_対象テキスト_.
・追記
普通にhttp://ameblo.jp/ziro-irisa/entry-12262885152.html この記事の内容のほうが知らないことが多いと思います。このページがグーグルで引っ掛かると思っていなくて、こりゃいかんと思って新しく書きました。
特に脈絡もない『ヒストリエ』の考察を書いていくことにする。
まぁ、考察という表題をつけたけれど、いつも通り解説です。
ただ、あのーね、こことかここに以前書いた内容で色々十分だと思うし、実際『ヒストリエ』はそこまで難解ではない。
なのだけれど、最近読み返してみて、結構細かい状況設定というか、細かい描写があって、僕が最近気づいたことだから、結構気づいていない人も多いのではないかとおもって、そういう細かい話をしていく。
…いや、まじで大した話はないから、普通に上のここって文字のところにあるリンク先のほうが色々初めて知る情報は多いと思う。
本当は、漫画におけるガバガバ描写をまた集めようかと思ったのだけれど、三つしか現状見つかってないから、それは書けないので、『ヒストリエ』のことにした。
まぁそろそろ10巻発売だし。
僕は自分自身について考えてみて『ヒストリエ』という漫画がどうして好きなのか非常に疑問だった。
けれども、恐らくは『ヒストリエ』が矛盾のない物語だからなのだと思う。
だから『ヒストリエ』は些細な描写でもしっかりその描写が矛盾にはならないようにその直前からそのシーンへとつながる描写がしっかりされている。
そういうのを伏線と呼ぶのかもしれないけれど、必ずしも伏線とは呼べないようなものもあったので、まぁ伏線とかの解説です。
まずは些細なことから。
(1巻pp.109-110)
マケドニアの王について、聞いた話より老けているといっているけれど、エウメネスは何処でそんな話を聞いていたのかということがちょっとした問題になる。
エウメネスは青年期の大半をゴアの村という海を隔てた場所にある蛮族の村で過ごしているわけであって、ギリシアの話を聞くということが出来ない。
僕は長いことこのシーンのことを深く考えていなかったし、考えてたとしても、ゴアの村を出た後に聞いたのだろうと思い込んでいた。
けれども、実際、本編中でしっかりマケドニアの王について聞いているシーンがある。
(3巻pp.193-194,196)
ここでマケドニアとかの国際情勢についての情報を仕入れてるんですね。
まぁ、今回こんな小さな話ばかりだと思うから、あんまり面白くはないと思う。
そもそもヒストリエは分かりやすいから仕方ないね。
ちなみになんだけれど、直上の引用の方言については、このシーンでの効果も担っている。
(4巻p.73)
方言の話がここで突然出てくるのではなくて、クッションとして少し前に出てきているから読者にはこの描写がすんなりと入ってくる。
岩明先生がひたすらに物語を丁寧に組み立てていて、その組み立ての解説が今回の主眼になると思う。
次はこのシーンについて。
(5巻p.104)
この「地球」だと…!!って何ぞやという話。
まぁ、このことは別に複数回読んだヒストリエの読者なら普通に知っていると思うけれど、一応です。
この直後にアリストテレスが出てくる。
(同p.106)

_レコード一覧_.
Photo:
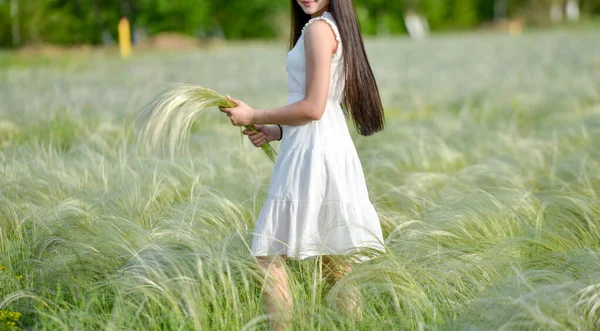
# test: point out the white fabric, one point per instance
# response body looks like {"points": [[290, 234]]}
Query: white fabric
{"points": [[318, 201]]}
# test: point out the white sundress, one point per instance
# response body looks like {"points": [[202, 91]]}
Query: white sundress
{"points": [[318, 202]]}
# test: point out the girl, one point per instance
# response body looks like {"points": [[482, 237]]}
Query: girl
{"points": [[318, 204]]}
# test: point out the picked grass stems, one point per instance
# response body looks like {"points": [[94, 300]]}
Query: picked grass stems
{"points": [[169, 117]]}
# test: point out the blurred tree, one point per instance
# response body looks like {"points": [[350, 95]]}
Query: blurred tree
{"points": [[91, 21]]}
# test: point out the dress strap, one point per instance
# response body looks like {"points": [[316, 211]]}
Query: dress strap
{"points": [[328, 18]]}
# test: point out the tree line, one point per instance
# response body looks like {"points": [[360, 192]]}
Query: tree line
{"points": [[95, 21]]}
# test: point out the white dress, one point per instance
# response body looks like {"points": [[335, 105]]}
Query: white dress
{"points": [[318, 202]]}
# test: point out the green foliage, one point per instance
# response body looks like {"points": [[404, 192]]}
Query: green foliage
{"points": [[9, 320], [75, 22], [486, 181]]}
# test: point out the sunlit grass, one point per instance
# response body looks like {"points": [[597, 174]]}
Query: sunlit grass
{"points": [[486, 181]]}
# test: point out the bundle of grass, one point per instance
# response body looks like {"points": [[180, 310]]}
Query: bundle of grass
{"points": [[169, 117]]}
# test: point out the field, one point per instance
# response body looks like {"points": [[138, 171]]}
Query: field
{"points": [[486, 180]]}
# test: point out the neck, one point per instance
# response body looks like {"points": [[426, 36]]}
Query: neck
{"points": [[320, 13]]}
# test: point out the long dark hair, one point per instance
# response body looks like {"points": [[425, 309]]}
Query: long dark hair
{"points": [[361, 96]]}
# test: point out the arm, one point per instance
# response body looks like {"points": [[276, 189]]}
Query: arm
{"points": [[319, 44]]}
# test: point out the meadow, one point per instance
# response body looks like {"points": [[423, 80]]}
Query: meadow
{"points": [[486, 180]]}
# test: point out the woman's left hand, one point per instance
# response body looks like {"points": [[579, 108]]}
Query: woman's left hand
{"points": [[241, 114]]}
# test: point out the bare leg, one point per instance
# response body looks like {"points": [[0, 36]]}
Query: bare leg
{"points": [[334, 268], [277, 299]]}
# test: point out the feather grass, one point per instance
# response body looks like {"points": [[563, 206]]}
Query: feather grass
{"points": [[168, 118]]}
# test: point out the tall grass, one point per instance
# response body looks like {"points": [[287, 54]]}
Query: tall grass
{"points": [[486, 182]]}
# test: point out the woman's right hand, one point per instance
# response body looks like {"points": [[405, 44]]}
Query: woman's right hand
{"points": [[266, 133]]}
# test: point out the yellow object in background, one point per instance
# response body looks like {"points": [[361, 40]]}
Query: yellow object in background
{"points": [[124, 38]]}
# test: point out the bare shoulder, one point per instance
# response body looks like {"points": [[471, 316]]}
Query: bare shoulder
{"points": [[320, 33]]}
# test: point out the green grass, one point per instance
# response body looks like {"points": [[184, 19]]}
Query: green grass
{"points": [[486, 181]]}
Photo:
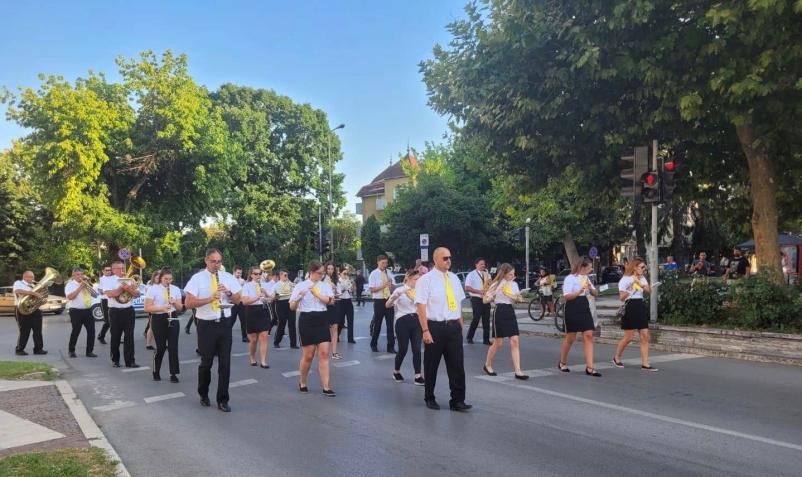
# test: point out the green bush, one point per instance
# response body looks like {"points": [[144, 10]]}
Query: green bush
{"points": [[758, 303]]}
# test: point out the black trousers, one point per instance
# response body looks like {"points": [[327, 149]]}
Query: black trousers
{"points": [[238, 311], [26, 324], [122, 322], [104, 305], [285, 317], [82, 319], [447, 336], [165, 333], [381, 311], [408, 332], [480, 310], [214, 339]]}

_必須タスク_.
**a)** 『ヒストリエ』の考察文で、括弧内に示された巻とページの参照をすべて挙げてください。
**b)** 『ヒストリエ』の考察文について、次の問いに答えてください。
(i) エウメネスが青年期の大半を過ごした村の名前は何ですか。
(ii) 漫画におけるガバガバ描写は、現状でいくつ見つかっていますか。
(iii) 「地球」の場面の直後に登場する人物は誰ですか。

_回答一覧_.
**a)**
1巻pp.109-110
3巻pp.193-194,196
4巻p.73
5巻p.104
同p.106

**b)**
(i) ゴアの村
(ii) 三つ
(iii) アリストテレス